(Page excerpt)
New York Supreme and/or Appellate Courts Appellate Division, First Department


April 24, 2012

IN RE LAQUA'SHA RENEE G., ETC., AND OTHERS,
DEPENDENT
CHILDREN UNDER THE AGE OF EIGHTEEN YEARS, ETC., AND SHEILA RENEE M., ETC.,
RESPONDENT-APPELLANT,
LITTLE FLOWER CHILDREN AND FAMILY SERVICES,
PETITIONER-RESPONDENT.

Matter of Matter of Laqua'sha Renee G. (Sheila Renee M.)

Published by New York State Law Reporting Bureau pursuant to Judiciary Law § 431.

This opinion is uncorrected and subject to revision before publication in the Official Reports.

Decided on April 24, 2012

Mazzarelli, J.P., Sweeny, Moskowitz, Abdus-Salaam, Manzanet-Daniels, JJ.

Orders of disposition, Family Court, Bronx County (Monica Drinane, J.), entered on or about April 4, 2011, which, upon fact-finding determinations of permanent neglect and abandonment, terminated respondent mother's parental rights to the subject children and committed the children's guardianship and custody to petitioner agency and the Commissioner of Social Services for the purpose of adoption, unanimously affirmed, without costs.

(Task requirements) According to the court opinion excerpt, which county's Family Court entered the orders of disposition? Rely only on the court opinion excerpt for what follows.

(Dataset content)
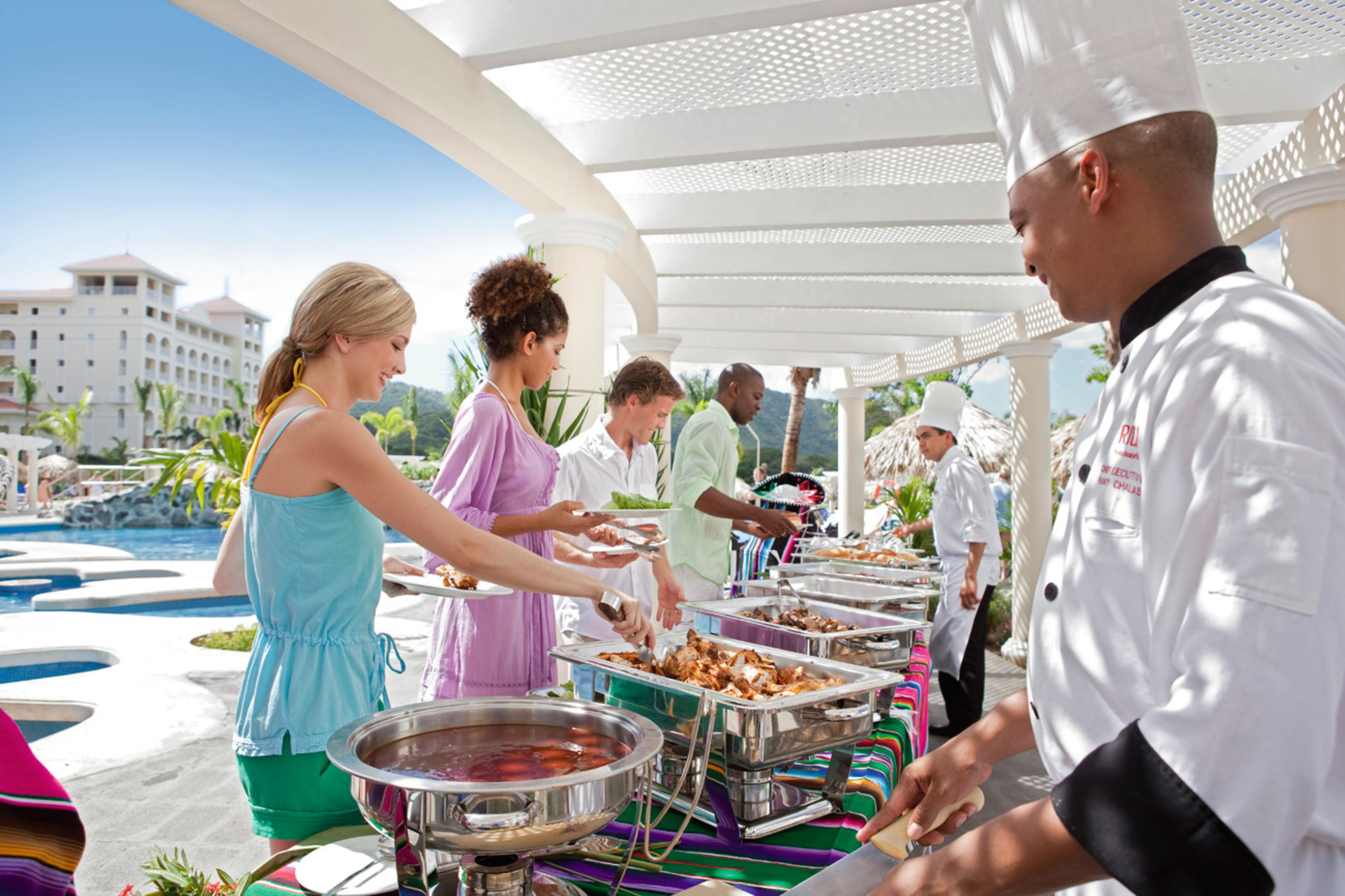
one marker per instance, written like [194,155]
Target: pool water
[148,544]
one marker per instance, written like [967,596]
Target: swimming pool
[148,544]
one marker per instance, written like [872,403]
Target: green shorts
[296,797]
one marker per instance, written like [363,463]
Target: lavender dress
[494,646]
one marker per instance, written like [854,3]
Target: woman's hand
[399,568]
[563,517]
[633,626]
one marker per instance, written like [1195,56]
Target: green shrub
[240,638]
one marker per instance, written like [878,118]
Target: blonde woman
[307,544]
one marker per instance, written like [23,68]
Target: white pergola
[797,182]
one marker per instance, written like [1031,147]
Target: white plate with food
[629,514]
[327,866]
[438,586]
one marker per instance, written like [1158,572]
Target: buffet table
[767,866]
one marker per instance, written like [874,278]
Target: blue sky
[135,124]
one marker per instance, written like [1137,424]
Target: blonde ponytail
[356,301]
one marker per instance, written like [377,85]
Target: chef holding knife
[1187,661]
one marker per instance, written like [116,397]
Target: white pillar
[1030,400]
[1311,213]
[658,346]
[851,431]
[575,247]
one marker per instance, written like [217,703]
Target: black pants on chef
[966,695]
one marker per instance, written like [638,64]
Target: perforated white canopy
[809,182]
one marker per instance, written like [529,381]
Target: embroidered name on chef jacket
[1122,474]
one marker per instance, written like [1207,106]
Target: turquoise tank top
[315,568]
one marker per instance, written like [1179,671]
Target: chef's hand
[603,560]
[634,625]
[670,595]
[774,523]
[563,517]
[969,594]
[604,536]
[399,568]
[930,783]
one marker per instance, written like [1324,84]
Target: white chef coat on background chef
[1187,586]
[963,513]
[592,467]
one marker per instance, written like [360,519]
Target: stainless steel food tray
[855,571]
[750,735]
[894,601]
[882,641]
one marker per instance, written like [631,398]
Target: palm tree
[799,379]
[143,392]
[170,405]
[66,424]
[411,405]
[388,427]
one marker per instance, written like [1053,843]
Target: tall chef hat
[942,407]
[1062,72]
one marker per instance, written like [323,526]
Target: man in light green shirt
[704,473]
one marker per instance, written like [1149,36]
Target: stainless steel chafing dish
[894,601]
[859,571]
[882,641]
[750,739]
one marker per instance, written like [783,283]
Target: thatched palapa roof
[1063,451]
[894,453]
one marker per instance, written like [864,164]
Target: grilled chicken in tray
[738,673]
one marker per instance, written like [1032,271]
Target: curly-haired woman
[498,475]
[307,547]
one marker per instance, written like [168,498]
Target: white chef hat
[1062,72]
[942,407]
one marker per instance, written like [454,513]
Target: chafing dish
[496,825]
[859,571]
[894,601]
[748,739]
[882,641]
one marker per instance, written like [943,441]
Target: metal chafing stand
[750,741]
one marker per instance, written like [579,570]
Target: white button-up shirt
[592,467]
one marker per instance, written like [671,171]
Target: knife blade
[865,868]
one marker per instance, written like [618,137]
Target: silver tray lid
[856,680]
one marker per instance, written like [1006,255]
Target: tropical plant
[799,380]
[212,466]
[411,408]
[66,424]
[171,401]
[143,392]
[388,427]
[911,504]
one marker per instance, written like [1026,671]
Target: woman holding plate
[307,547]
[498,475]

(Answer to the problem) Bronx County